* Selected text
○ ○ ○
# Addition using Recurrent Neural Networks
This notebook demonstrates how to perform a simple arithmetic operation, specifically addition, using a Recurrent Neural Network (RNN). The goal is to train an RNN model that can take two integers as inputs and produce their sum as output. 

As it is easy to note, this does not work. Can you fix it?

In [1]:
import numpy as np
from torch.utils.data import Dataset, DataLoader
import torch.nn as nn
import torch

# Data
In this section, we generate synthetic data for training the RNN. Each data point consists of two integers $ A $ and $ B $, where $ X = (A, B) $ represents the input, and $ Y = A + B $ serves as the target output. 

We define a function `generate_data` to create random integer pairs

In [2]:
def generate_data(n_samples, n_min = 1, n_max = 100, seed=42):
    np.random.seed(seed)
    X = np.zeros((n_samples, 2), dtype=int)
    cont = 0
    while cont < n_samples:
        A = np.random.randint(n_min, n_max)
        B = np.random.randint(n_min, n_max)
        X[cont, 0] = A
        X[cont, 1] = B
        cont += 1
        X[cont, 1] = A
        X[cont, 0] = B
        cont += 1
    return X

n_min = 0
n_max = 100
X_int_train = generate_data(10000, n_min = n_min, n_max = n_max)
# No validation for this simple example
print(X_int_train[0:6, :])

[[51 92]
 [92 51]
 [14 71]
 [71 14]
 [60 20]
 [20 60]]


## Vocabulary

To process the input data, we need to map each character or symbol in the input to a numerical representation. We create a vocabulary containing digits and special characters used in this task:

1. **Digits (0-9)**: Each digit is represented by its corresponding index.
2. **Special Symbols**: The addition symbol "+" is mapped to a unique index, a padding token `<PAD>` is introduced to handle sequence lengths, `<EOS>` token denotes the end of the sequence

In [3]:
int_to_idx = {str(i) : i for i in range(10)}
int_to_idx['+'] = 10
int_to_idx['<PAD>'] = 11
int_to_idx['<EOS>'] = 12

idx_to_int = {i : str(i) for i in range(10)}
idx_to_int[10] = '+'
idx_to_int[11] = "<PAD>"
idx_to_int[12] = "<EOS>"

## Dataset and Dataloaders

Before training, we need to encode the input sequences as numerical arrays, using the vocabulary defined earlier. The model expects fixed-length sequences, so padding is applied to ensure uniform input size.

In [4]:
class IntDataset(Dataset):
    def __init__(self, X, int_to_idx):
        self.num_data = X
        self.vocab_size  = len(int_to_idx)
        self.map = int_to_idx

    def __len__(self):
        return self.num_data.shape[0]

    def __getitem__(self, idx):
        '''
        Input: two integers
        Output: their sum
        '''
        X = []
        y = []
        A, B = self.num_data[idx, :]
        A = str(A)
        B = str(B)
        
        # Take the maximum length 
        length_max = max(len(A), len(B))
        
        # Pad both to the maximal lengh
        while len(A) < length_max:
            A = '0' + A
        while len(B) < length_max:
            B = '0' + B
            
        for c in A:
            X.append(self.map[c])
        
        X.append(self.map["+"])
○ ○ ○
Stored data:
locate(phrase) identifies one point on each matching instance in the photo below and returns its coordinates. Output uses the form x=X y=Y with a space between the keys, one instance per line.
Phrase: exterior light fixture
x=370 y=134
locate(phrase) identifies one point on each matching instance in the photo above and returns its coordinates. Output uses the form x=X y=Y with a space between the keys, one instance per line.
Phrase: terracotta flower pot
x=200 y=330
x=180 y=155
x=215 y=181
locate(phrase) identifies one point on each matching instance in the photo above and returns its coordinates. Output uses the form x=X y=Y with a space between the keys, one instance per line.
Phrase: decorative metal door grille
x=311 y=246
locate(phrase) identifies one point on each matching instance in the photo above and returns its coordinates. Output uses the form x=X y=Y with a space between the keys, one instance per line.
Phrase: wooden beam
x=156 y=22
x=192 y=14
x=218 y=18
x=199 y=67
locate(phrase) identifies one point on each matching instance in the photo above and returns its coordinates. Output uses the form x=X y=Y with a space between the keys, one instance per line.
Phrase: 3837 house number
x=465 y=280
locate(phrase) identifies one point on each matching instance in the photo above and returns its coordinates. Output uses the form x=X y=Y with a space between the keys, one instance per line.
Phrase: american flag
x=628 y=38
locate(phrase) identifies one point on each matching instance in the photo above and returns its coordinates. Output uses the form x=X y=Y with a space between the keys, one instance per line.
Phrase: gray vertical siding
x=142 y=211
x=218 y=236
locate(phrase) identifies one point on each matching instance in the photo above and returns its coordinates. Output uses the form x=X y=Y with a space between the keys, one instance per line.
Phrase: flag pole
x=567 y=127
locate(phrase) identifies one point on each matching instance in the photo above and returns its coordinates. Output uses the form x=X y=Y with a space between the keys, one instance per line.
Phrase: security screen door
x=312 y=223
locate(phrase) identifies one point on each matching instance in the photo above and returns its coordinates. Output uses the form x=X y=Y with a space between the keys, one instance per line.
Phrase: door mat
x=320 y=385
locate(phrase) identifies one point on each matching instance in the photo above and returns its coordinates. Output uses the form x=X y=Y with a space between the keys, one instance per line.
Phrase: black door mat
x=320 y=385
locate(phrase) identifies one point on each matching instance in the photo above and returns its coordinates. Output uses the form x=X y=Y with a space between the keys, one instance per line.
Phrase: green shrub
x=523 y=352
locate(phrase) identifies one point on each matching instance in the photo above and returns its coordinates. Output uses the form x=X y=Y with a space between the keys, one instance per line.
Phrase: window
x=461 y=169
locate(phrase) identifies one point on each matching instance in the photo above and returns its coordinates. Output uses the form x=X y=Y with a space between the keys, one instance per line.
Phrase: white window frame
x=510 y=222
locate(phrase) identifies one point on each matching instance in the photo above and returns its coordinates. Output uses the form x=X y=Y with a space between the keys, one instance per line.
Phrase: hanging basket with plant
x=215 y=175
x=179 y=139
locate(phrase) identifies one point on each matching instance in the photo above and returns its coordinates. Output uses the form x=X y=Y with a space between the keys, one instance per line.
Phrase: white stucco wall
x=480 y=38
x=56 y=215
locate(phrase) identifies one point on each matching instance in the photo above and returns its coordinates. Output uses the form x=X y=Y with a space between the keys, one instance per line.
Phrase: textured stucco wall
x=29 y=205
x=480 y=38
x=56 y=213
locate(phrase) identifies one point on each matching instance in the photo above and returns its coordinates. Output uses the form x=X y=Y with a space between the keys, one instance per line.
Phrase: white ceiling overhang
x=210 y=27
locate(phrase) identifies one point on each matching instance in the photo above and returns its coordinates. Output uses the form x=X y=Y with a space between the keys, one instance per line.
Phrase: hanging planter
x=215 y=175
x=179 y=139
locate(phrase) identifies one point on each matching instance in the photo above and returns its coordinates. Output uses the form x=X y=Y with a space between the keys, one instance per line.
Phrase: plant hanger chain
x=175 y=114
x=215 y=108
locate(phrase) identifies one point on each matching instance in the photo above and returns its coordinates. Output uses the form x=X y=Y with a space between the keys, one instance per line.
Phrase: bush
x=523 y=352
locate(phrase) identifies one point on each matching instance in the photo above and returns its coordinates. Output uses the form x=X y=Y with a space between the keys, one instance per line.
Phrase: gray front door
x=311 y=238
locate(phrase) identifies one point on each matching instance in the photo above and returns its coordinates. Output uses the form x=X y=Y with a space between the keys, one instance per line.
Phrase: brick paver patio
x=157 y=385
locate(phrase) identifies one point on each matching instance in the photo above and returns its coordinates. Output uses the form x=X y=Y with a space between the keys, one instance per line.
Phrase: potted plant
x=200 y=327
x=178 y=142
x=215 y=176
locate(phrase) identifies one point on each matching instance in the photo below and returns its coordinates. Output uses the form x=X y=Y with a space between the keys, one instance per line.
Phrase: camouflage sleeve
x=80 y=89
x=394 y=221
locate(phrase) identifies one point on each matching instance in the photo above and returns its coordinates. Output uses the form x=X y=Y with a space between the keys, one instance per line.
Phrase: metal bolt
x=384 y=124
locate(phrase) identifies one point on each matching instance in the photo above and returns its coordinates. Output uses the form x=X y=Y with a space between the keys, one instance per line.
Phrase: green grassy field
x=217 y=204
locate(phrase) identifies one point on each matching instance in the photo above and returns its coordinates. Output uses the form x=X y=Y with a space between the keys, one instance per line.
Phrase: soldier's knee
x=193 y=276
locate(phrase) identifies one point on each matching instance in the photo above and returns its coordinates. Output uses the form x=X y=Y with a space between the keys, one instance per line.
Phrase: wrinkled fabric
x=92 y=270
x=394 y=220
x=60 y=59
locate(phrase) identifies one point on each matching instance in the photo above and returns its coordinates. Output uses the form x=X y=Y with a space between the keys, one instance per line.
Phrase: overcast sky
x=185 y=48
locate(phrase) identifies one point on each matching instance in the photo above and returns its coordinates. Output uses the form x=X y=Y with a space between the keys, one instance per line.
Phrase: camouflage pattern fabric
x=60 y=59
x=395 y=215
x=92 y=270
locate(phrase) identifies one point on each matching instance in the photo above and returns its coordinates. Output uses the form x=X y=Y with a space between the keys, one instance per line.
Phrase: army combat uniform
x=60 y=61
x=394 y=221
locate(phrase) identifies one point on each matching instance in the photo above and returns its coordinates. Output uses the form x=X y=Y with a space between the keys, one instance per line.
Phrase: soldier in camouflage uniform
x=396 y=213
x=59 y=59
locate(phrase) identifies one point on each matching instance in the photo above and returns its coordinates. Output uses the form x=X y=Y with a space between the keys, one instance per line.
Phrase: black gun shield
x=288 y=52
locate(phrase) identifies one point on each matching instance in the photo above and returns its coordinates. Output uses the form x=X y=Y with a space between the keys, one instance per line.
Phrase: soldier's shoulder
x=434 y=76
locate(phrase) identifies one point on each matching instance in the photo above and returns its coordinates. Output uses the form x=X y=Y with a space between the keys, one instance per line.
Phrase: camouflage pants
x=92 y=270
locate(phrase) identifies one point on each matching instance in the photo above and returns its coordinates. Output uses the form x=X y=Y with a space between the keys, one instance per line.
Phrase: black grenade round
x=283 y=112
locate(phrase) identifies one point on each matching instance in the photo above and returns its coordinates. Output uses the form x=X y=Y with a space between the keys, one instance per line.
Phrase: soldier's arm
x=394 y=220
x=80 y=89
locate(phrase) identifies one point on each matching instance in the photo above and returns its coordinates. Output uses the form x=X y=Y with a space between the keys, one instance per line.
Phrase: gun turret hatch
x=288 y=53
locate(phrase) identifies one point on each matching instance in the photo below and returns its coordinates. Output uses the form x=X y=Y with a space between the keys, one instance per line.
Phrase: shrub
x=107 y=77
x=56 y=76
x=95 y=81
○ ○ ○
* What this exercise asks
1) Tally the lines in the rows that contain the string "green", treating case as significant. Reply with the number alone.
2) Resume the notebook on addition with recurrent neural networks, picking up right after its last line.

* Responses to the tasks
1) 2

2)
        for c in B:
            X.append(self.map[c])
            
        X.append(self.map["<EOS>"])
        
        C = int(A) + int(B)
        
        C = str(C)
        for c in C:
            y.append(self.map[c])
            
        y.append(self.map["<EOS>"])
        
        return torch.tensor(X), torch.tensor(y)

# Dataset for the training
dataset_train = IntDataset(X_int_train, int_to_idx)

In [5]:
def collate_fn(batch, pad_value):
    data, targets = zip(*batch)

    padded_data = nn.utils.rnn.pad_sequence(data, batch_first=True,
                                          padding_value=pad_value)
    padded_targets = nn.utils.rnn.pad_sequence(targets, batch_first=True,
                                             padding_value=pad_value)
    
    return padded_data, padded_targets

# Dataloader
batch_size = 8
dataloader_train = DataLoader(dataset_train, batch_size=batch_size, collate_fn=lambda b: collate_fn(b, int_to_idx["<PAD>"]),  shuffle=True)

## Model

In this part, we define the architecture of the RNN. The model consists of:

1. **Embedding Layer**: Transforms the input indices into dense vector representations.
2. **RNN Layer**: Processes the sequence to capture dependencies between the input values.
3. **Output Layer**: Maps the RNN's hidden states to a final output.

In [6]:
class Model(nn.Module):
    def __init__(self, int_to_idx, idx_to_int, hidden_size, emb_dim=8, n_layers=1):
        super(Model, self).__init__()

        self.vocab_size  = len(int_to_idx)
        self.hidden_size = hidden_size
        self.emb_dim     = emb_dim
        self.n_layers    = n_layers

        self.embedding = nn.Embedding(
            num_embeddings=self.vocab_size,
            embedding_dim =self.emb_dim,
            padding_idx=int_to_idx["<PAD>"])

        self.rnn = nn.RNN(input_size=self.emb_dim,
                          hidden_size=self.hidden_size,
                          num_layers =self.n_layers,
                          batch_first=True, nonlinearity='relu')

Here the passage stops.